YOUR OBJECTIVE -> Filter these entries, keeping only lines that hold the word "books".

↓

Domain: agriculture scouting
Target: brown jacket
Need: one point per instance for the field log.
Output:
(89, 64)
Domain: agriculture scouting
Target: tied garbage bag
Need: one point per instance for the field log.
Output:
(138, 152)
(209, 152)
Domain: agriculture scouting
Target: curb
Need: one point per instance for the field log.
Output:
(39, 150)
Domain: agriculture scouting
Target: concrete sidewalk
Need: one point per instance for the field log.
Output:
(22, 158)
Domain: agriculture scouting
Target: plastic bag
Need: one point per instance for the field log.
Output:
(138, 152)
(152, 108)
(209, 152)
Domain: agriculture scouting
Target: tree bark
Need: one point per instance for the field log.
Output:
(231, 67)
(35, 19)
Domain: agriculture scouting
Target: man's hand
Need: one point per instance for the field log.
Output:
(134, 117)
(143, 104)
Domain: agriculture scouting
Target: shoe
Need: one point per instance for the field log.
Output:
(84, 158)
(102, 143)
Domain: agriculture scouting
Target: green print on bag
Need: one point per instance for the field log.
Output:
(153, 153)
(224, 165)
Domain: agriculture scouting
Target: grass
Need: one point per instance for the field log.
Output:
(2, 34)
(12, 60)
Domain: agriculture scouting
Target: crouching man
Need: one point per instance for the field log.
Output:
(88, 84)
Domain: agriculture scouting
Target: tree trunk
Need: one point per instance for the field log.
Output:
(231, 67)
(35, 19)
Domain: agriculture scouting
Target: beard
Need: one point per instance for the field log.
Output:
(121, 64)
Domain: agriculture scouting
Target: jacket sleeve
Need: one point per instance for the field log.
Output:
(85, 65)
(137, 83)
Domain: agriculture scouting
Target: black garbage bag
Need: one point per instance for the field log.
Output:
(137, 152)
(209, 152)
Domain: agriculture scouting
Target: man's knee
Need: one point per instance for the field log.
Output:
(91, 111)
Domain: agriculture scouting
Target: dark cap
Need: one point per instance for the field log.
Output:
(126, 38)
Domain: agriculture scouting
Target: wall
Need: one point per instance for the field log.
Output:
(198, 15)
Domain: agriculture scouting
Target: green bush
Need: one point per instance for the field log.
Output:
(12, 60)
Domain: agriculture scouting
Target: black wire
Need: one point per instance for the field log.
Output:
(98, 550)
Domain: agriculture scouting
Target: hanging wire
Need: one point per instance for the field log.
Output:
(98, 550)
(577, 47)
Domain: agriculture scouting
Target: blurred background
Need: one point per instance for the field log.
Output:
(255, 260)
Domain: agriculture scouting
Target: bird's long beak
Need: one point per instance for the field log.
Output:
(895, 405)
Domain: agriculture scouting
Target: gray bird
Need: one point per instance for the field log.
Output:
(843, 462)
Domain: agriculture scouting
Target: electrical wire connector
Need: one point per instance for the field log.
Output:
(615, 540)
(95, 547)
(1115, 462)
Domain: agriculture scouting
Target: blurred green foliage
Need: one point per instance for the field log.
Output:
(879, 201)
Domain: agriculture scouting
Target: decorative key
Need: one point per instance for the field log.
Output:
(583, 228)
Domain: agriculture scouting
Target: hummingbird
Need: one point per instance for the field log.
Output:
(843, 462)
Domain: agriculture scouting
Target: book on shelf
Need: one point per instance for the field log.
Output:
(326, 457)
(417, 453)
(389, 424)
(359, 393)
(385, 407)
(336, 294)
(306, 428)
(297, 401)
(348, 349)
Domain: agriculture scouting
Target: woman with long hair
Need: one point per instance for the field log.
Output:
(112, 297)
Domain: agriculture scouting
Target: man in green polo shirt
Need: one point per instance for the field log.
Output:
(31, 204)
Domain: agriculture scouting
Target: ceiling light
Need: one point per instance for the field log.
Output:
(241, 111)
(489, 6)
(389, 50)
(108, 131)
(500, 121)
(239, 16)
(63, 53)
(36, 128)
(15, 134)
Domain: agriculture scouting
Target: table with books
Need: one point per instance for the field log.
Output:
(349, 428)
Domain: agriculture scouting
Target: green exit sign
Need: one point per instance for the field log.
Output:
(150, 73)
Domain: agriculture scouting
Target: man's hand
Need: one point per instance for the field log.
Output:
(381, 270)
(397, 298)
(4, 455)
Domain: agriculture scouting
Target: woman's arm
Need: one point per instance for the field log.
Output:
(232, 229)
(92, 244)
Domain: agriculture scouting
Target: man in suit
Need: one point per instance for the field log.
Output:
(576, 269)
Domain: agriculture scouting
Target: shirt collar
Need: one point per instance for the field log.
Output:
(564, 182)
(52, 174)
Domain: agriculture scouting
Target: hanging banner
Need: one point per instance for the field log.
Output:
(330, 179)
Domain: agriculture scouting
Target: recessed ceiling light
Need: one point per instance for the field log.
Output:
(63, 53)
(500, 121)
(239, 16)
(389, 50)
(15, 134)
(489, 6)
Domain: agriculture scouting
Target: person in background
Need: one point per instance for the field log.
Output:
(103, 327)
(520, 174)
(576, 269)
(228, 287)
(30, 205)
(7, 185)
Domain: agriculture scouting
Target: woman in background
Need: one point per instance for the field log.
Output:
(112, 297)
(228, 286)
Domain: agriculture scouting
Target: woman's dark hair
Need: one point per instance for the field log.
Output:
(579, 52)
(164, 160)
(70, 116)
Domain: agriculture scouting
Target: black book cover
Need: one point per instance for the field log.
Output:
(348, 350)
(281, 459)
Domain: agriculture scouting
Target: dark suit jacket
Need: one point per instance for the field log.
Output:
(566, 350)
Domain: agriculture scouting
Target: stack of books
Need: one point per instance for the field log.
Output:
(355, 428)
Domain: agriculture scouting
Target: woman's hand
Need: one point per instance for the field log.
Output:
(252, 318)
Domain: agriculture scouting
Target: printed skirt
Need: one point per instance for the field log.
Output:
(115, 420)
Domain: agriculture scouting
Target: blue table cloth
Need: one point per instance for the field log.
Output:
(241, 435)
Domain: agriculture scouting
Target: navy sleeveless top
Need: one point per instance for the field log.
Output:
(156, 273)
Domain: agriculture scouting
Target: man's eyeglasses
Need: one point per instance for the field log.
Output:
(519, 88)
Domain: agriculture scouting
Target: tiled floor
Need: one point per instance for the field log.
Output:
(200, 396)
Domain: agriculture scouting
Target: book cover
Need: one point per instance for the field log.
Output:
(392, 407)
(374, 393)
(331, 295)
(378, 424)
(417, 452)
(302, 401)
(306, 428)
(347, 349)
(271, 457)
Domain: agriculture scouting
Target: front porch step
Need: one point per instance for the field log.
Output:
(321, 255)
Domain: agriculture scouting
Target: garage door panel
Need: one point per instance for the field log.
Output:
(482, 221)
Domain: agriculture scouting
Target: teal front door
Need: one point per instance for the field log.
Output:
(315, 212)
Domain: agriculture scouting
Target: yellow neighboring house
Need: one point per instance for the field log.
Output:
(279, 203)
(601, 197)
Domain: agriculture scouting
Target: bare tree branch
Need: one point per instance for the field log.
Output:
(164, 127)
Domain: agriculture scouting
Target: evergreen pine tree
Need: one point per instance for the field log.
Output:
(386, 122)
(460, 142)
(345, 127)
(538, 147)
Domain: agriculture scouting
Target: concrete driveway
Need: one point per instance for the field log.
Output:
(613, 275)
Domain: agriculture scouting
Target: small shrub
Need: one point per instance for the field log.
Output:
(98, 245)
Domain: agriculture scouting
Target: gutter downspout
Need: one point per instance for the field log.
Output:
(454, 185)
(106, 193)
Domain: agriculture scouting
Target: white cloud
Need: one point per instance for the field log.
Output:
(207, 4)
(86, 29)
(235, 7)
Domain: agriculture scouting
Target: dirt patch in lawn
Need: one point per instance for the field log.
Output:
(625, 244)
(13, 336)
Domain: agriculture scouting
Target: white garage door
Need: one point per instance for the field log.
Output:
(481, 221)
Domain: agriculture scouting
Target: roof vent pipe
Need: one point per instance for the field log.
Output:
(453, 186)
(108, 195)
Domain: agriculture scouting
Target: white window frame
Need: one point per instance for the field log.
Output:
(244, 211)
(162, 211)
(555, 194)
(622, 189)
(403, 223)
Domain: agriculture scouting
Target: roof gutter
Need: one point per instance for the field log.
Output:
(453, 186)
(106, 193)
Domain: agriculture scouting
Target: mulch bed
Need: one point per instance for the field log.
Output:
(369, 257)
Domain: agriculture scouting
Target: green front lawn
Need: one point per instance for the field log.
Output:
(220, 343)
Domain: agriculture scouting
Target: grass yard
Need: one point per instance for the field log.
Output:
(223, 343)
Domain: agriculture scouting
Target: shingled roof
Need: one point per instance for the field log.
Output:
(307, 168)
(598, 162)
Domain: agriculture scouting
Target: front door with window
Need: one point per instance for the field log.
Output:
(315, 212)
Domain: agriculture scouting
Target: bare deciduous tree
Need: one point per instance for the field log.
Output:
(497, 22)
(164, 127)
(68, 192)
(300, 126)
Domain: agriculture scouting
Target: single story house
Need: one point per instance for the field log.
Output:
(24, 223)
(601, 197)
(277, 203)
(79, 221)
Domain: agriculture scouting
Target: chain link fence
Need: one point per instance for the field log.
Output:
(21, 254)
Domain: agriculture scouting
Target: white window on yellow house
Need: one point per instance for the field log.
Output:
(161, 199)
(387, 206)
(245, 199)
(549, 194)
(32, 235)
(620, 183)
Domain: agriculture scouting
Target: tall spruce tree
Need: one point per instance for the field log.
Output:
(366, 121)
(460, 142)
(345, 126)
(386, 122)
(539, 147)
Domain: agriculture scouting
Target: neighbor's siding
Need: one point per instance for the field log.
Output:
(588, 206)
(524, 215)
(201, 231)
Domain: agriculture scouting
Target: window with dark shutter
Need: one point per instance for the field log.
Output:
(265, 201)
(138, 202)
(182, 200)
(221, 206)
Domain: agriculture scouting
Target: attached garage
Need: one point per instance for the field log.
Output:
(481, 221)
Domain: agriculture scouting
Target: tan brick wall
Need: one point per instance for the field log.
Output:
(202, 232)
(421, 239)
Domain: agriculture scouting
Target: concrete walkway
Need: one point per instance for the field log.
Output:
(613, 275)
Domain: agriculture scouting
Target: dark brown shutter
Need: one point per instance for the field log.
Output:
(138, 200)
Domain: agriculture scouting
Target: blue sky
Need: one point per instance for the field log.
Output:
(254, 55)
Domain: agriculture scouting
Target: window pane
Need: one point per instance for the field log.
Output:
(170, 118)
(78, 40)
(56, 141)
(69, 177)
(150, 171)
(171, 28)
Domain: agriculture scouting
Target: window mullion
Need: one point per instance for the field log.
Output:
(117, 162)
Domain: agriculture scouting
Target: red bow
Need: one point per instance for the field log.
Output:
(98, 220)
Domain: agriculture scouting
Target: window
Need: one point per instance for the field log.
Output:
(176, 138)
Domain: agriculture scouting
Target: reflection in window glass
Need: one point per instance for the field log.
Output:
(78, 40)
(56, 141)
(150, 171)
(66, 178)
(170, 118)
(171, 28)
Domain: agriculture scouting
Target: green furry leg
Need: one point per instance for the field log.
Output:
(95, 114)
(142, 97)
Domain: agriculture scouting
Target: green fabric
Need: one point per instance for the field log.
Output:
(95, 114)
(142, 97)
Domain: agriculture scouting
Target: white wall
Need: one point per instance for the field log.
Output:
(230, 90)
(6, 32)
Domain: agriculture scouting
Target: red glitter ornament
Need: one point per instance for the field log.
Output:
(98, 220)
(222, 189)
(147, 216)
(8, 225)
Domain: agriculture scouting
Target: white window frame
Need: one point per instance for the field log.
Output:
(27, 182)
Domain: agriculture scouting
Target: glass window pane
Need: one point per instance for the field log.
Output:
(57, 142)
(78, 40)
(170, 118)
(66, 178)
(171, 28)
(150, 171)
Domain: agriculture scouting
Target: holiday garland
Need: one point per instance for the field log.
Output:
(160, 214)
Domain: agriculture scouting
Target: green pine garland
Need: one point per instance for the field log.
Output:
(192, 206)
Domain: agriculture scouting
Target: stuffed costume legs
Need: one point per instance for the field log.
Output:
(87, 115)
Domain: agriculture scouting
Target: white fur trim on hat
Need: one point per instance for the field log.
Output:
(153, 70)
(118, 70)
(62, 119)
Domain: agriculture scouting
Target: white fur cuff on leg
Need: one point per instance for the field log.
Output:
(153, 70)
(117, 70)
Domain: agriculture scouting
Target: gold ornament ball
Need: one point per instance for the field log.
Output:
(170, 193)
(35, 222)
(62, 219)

↑

RESULT OF THE EXERCISE ->
Target: table with books
Target: stack of books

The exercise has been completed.